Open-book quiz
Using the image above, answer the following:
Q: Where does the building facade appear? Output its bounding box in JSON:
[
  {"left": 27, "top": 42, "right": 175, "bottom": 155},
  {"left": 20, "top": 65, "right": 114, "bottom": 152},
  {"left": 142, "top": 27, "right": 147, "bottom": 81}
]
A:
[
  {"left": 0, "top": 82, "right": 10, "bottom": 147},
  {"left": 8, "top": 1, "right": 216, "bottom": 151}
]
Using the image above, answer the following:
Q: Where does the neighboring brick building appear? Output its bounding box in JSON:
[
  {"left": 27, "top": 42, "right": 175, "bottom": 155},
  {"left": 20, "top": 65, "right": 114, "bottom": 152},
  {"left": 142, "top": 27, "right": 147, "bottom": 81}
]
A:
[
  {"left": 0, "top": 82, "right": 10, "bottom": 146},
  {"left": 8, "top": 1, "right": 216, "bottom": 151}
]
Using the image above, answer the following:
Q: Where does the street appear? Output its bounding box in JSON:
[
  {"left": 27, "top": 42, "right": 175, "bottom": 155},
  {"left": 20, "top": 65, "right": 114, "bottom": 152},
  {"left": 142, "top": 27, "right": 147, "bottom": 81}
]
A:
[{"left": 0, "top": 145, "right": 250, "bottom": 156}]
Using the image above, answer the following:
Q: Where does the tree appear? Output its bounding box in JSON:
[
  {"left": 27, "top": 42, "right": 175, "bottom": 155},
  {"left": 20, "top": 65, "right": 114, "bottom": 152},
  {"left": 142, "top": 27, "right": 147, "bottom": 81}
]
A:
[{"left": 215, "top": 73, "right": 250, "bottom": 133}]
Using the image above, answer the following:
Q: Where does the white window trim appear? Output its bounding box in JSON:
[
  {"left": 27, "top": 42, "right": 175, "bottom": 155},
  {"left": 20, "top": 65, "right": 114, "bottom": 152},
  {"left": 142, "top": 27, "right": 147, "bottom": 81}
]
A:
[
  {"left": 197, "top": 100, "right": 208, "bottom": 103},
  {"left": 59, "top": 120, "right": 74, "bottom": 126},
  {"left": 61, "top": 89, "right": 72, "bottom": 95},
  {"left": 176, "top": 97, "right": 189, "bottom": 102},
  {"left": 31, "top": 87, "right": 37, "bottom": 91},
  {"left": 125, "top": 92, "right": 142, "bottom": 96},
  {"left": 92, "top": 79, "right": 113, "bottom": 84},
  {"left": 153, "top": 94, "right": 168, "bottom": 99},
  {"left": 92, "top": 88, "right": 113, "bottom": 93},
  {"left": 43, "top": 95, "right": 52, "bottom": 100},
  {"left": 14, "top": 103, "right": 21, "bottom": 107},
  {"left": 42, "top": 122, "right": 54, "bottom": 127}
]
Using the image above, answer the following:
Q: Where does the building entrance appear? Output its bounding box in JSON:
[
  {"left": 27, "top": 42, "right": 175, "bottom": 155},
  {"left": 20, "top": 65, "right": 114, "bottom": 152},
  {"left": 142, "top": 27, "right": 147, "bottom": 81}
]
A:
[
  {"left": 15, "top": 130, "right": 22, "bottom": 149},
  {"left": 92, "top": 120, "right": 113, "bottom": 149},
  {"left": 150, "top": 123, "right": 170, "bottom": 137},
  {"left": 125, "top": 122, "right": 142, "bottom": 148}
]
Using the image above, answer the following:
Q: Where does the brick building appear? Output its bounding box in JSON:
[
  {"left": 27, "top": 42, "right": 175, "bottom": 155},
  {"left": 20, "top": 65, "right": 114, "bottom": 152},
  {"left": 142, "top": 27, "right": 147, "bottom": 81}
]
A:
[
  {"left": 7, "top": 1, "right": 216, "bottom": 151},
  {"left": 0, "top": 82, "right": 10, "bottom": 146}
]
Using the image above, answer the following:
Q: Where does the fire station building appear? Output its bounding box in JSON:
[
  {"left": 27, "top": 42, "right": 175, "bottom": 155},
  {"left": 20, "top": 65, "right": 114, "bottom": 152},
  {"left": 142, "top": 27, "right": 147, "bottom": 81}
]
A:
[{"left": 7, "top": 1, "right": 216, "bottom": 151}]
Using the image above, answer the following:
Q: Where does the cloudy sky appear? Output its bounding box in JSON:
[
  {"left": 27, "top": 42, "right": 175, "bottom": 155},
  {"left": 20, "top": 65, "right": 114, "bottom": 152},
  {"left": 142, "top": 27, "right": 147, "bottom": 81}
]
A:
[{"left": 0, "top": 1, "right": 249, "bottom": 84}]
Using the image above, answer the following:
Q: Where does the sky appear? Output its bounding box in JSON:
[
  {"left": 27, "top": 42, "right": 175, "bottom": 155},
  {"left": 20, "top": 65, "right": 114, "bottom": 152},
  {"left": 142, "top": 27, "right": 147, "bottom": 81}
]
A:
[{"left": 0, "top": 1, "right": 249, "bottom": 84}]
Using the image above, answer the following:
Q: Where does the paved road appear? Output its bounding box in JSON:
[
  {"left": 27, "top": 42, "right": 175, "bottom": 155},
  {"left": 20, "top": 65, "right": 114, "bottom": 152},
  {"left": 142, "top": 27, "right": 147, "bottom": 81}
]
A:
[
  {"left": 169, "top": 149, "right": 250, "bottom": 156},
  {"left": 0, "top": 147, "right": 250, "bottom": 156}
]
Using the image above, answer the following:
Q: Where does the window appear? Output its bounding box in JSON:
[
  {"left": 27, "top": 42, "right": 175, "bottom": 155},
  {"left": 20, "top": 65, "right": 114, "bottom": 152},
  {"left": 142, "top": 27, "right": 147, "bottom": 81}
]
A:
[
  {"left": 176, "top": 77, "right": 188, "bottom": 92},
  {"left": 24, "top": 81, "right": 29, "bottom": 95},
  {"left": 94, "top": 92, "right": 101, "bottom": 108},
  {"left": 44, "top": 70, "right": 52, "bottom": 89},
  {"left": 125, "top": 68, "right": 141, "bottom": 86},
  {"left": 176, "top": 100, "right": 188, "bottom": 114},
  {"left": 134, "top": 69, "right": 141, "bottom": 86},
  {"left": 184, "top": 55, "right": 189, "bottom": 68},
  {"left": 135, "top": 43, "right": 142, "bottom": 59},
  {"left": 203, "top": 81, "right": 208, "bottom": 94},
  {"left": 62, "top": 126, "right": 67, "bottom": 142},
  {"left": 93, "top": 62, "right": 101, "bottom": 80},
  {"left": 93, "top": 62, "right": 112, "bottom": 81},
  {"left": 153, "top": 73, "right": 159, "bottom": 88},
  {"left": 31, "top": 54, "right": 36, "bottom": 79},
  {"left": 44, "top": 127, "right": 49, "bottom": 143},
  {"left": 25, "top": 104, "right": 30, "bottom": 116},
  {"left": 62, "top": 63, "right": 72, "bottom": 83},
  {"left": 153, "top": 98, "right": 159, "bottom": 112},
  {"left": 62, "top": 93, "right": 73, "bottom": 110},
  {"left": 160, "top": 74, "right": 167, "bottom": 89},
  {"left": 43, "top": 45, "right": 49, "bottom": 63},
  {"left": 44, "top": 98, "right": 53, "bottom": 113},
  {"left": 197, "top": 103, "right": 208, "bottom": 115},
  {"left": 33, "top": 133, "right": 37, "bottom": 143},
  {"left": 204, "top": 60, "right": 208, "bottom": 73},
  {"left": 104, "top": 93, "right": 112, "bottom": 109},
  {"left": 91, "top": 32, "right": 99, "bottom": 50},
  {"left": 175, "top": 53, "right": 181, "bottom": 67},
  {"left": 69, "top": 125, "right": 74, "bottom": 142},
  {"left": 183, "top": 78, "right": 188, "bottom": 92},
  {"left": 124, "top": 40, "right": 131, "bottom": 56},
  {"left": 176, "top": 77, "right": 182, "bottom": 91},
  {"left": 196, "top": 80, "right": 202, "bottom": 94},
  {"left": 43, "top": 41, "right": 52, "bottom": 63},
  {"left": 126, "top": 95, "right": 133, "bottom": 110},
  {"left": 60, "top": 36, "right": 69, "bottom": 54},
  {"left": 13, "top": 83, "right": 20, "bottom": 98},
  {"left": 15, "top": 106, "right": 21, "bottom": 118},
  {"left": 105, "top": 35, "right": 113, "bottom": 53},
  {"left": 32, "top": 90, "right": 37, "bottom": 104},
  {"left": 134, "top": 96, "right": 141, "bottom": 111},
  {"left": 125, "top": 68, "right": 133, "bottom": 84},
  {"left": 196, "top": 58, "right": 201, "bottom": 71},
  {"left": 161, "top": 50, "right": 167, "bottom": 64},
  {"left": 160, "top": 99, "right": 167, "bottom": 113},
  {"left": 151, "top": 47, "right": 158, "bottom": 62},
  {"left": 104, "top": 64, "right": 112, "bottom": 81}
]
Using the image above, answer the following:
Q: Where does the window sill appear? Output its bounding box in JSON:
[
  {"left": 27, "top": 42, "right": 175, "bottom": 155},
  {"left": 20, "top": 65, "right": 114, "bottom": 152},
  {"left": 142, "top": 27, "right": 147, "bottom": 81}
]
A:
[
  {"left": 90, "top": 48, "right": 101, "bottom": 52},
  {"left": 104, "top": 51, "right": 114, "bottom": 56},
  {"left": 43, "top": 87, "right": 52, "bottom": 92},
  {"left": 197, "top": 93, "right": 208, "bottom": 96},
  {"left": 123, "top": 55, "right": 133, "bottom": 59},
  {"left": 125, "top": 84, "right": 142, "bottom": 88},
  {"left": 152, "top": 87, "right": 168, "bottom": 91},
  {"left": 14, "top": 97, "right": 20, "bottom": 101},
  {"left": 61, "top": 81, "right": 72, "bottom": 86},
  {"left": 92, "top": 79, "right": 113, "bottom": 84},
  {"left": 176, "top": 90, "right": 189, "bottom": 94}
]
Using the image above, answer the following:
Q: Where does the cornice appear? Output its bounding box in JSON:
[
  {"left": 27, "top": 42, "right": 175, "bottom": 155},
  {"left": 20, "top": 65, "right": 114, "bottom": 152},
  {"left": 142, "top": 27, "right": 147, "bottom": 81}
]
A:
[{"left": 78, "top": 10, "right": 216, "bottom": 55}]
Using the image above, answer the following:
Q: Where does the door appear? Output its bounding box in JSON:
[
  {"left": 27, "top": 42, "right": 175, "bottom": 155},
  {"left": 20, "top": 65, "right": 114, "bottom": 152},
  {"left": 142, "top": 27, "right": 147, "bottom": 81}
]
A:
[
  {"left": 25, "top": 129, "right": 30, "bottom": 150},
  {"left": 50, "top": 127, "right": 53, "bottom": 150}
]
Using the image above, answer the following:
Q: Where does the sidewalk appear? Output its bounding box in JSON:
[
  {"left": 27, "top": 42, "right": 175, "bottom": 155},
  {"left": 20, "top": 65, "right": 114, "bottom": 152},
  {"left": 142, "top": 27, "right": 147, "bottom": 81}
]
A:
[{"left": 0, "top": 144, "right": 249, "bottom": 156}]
•••••
## Task brief
Pick out and copy each line of the records above that contains the string "brick". Count a line only if the case matches.

## Problem solution
Q: Where does the neighboring brick building appear? Output its bounding box in JSON:
Q: Where does the brick building appear? Output its bounding box in JSON:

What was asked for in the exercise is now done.